Reproduce the material below word for word, omitting the pictures.
— START OF Dataset rows —
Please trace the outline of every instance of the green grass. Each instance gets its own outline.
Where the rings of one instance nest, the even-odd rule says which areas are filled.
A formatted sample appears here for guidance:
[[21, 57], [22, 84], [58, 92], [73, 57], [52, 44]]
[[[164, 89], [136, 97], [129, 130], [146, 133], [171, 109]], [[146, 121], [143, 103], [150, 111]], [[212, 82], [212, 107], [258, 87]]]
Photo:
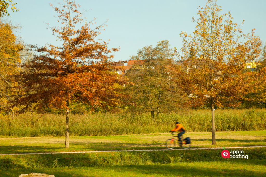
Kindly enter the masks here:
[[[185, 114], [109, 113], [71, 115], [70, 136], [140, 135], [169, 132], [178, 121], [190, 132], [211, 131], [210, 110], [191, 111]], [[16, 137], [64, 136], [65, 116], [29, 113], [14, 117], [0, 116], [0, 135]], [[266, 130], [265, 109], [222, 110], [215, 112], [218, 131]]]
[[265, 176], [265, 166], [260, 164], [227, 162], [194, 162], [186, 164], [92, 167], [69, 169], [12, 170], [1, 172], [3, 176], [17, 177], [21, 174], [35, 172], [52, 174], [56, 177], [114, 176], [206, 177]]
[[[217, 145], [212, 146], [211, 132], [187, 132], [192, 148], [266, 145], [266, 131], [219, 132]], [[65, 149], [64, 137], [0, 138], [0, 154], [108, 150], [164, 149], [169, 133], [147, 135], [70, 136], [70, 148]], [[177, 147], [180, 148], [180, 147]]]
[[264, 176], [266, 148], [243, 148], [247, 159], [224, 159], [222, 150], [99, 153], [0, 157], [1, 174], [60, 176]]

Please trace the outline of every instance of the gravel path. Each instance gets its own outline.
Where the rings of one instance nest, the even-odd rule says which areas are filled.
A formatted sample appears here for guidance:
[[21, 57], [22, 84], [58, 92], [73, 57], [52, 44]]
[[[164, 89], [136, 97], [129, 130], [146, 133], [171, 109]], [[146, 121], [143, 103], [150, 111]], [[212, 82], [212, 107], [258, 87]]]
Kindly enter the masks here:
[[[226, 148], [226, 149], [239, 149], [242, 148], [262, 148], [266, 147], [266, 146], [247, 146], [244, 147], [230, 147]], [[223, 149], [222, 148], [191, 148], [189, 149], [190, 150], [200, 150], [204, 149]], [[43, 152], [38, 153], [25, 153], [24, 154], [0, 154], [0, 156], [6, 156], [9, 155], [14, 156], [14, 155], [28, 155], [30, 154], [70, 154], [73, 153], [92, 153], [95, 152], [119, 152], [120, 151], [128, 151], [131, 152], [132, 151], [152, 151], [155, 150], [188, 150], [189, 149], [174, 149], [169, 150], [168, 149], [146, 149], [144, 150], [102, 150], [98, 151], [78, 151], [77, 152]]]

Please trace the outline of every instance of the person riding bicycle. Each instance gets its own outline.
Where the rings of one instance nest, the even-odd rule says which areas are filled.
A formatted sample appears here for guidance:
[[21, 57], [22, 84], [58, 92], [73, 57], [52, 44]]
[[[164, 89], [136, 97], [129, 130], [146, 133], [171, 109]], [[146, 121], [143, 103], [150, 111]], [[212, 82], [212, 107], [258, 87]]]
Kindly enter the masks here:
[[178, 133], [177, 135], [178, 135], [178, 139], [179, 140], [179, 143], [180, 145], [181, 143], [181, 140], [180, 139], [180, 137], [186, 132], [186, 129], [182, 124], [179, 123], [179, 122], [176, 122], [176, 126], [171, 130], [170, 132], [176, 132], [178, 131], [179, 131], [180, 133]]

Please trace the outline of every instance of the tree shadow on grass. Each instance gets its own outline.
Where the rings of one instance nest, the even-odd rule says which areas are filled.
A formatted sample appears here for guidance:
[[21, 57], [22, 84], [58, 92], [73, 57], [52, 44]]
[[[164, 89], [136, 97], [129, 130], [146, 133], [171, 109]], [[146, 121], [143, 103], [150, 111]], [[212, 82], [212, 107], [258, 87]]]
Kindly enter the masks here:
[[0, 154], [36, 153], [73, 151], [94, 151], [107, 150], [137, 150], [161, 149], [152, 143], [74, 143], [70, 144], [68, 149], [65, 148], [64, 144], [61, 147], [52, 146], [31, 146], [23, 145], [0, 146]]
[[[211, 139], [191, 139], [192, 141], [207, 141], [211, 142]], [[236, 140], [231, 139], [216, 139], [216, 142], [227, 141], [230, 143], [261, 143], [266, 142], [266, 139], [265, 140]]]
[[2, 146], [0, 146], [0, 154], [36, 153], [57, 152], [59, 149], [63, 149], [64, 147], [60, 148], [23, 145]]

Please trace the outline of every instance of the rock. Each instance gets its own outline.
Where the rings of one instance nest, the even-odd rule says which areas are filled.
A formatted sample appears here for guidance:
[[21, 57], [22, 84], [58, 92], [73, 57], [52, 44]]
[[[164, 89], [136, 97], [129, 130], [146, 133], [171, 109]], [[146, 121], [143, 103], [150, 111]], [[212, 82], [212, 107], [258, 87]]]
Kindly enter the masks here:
— END OF Dataset rows —
* [Answer below]:
Please trace the outline of every instance of the green grass. Each instance gets its own outline.
Where the rings of one instance nest, the even-odd rule says which areas are filled.
A formatted sample appears here for guidance:
[[21, 57], [22, 84], [58, 92], [73, 57], [52, 44]]
[[[164, 89], [136, 97], [129, 130], [146, 133], [171, 109]], [[146, 121], [143, 103], [150, 111]], [[212, 82], [212, 107], [258, 87]]]
Photo:
Kindly enter the masks here:
[[[185, 114], [109, 113], [71, 115], [70, 136], [140, 135], [169, 132], [178, 121], [190, 132], [211, 131], [210, 110], [191, 111]], [[16, 137], [64, 136], [65, 116], [29, 113], [14, 117], [0, 116], [0, 135]], [[266, 130], [265, 109], [222, 110], [215, 112], [218, 131]]]
[[265, 176], [265, 166], [260, 164], [227, 162], [194, 162], [186, 164], [92, 167], [69, 169], [12, 170], [1, 172], [3, 176], [17, 177], [21, 174], [35, 172], [52, 174], [56, 177], [114, 176], [206, 177]]
[[[217, 145], [212, 146], [211, 132], [187, 132], [192, 148], [266, 145], [266, 131], [219, 132]], [[65, 149], [64, 137], [0, 138], [0, 154], [108, 150], [164, 149], [169, 133], [147, 135], [70, 136], [70, 148]], [[177, 147], [180, 148], [180, 147]]]
[[264, 176], [266, 148], [243, 148], [247, 159], [224, 159], [222, 150], [99, 153], [0, 157], [1, 174], [60, 176]]

Please trace the outline of every instance of the gravel path. Each instance gets its own outline.
Where the rings of one instance nest, the even-odd rule says which areas are filled.
A formatted sample appears here for guidance:
[[21, 57], [22, 84], [58, 92], [73, 57], [52, 44]]
[[[164, 89], [136, 97], [129, 130], [146, 133], [171, 109]], [[146, 121], [143, 103], [150, 111]], [[212, 82], [212, 107], [258, 87]]]
Kindly enter the masks here:
[[[226, 148], [226, 149], [239, 149], [242, 148], [262, 148], [266, 147], [266, 146], [247, 146], [244, 147], [230, 147]], [[223, 149], [222, 148], [191, 148], [189, 149], [190, 150], [200, 150], [204, 149]], [[43, 152], [38, 153], [25, 153], [24, 154], [0, 154], [0, 156], [6, 156], [9, 155], [14, 156], [14, 155], [28, 155], [30, 154], [70, 154], [73, 153], [92, 153], [95, 152], [119, 152], [120, 151], [128, 151], [131, 152], [132, 151], [152, 151], [155, 150], [188, 150], [189, 149], [174, 149], [169, 150], [168, 149], [146, 149], [144, 150], [102, 150], [98, 151], [78, 151], [77, 152]]]

Please trace the outline of every instance of the person riding bicycle. Each instance gets its own outline.
Where the rings of one instance nest, the even-odd rule says which areas are filled.
A formatted sample appears here for guidance:
[[21, 57], [22, 84], [58, 92], [73, 57], [52, 44]]
[[[164, 89], [136, 97], [129, 130], [146, 133], [171, 109]], [[146, 121], [143, 103], [150, 111]], [[212, 82], [212, 107], [258, 87]]]
Kindly enter the masks here:
[[178, 133], [177, 135], [178, 135], [178, 139], [179, 140], [179, 143], [180, 145], [181, 143], [181, 140], [180, 139], [180, 137], [186, 132], [186, 129], [182, 124], [179, 123], [179, 122], [176, 122], [176, 126], [171, 130], [170, 132], [176, 132], [178, 131], [179, 131], [180, 133]]

Please trace the outline of every instance of the tree shadow on grass. Each instance gets its own outline.
Where the rings of one instance nest, the even-odd rule says which areas are filled.
A formatted sample appears here for guidance:
[[21, 57], [22, 84], [58, 92], [73, 57], [52, 44]]
[[[164, 89], [136, 97], [129, 130], [146, 133], [171, 109]], [[146, 121], [143, 103], [150, 111]], [[212, 82], [212, 107], [258, 87]]]
Kindly enter the masks here:
[[0, 154], [36, 153], [73, 151], [94, 151], [107, 150], [137, 150], [161, 149], [152, 143], [74, 143], [70, 144], [68, 149], [65, 148], [64, 144], [61, 147], [52, 146], [31, 146], [23, 145], [0, 146]]
[[[211, 139], [191, 139], [192, 141], [207, 141], [211, 142]], [[236, 140], [231, 139], [216, 139], [216, 142], [227, 141], [230, 143], [261, 143], [266, 142], [266, 139], [265, 140]]]
[[2, 146], [0, 146], [0, 154], [36, 153], [57, 152], [59, 149], [63, 149], [64, 147], [60, 148], [23, 145]]

Please trace the outline of every instance of the rock. Each instance gets its own outline.
Where the rings of one instance nest, the even-odd rule says which areas are filled.
A formatted sample appears here for guidance:
[[21, 57], [22, 84], [58, 92], [73, 57], [52, 44]]
[[[164, 89], [136, 97], [129, 130], [146, 133], [171, 109]], [[146, 121], [143, 103], [150, 111]], [[212, 82], [212, 107], [258, 87]]]
Kindly enter the masks here:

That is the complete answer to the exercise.